The response must contain every line from the records below that has "shirt".

Task inputs Block Start

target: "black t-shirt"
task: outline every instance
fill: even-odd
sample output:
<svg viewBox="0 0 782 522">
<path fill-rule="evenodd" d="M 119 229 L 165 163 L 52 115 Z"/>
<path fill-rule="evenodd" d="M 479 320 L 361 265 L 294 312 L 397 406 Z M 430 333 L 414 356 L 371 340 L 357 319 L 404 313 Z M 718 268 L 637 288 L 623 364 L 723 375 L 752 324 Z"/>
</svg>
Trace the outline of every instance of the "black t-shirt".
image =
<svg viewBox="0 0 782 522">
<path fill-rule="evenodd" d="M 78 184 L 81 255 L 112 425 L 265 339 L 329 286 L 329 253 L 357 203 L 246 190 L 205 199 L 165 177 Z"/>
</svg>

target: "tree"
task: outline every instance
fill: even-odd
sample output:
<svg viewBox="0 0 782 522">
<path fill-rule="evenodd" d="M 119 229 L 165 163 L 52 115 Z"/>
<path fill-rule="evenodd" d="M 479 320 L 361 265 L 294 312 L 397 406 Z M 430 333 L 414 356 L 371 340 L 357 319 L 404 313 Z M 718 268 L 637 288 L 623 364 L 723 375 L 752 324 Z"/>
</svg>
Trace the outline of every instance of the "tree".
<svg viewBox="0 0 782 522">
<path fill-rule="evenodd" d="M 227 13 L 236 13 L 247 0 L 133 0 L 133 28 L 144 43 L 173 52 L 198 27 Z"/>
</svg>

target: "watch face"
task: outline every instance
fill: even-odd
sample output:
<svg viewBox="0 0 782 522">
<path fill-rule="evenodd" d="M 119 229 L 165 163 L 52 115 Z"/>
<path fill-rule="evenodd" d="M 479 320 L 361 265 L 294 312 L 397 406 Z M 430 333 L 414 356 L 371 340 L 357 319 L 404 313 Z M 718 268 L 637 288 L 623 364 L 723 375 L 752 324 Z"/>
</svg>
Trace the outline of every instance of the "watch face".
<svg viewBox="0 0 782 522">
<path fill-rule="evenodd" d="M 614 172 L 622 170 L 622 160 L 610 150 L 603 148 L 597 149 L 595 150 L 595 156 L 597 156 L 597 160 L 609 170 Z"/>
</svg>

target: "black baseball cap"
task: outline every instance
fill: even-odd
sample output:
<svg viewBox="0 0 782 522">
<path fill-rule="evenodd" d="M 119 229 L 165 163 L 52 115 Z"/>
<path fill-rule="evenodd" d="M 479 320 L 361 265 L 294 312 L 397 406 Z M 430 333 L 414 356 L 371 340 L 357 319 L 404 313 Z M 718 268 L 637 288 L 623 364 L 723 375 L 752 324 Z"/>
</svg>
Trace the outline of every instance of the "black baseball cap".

Task inputs Block End

Solution
target: "black t-shirt"
Trace the outline of every instance of the "black t-shirt".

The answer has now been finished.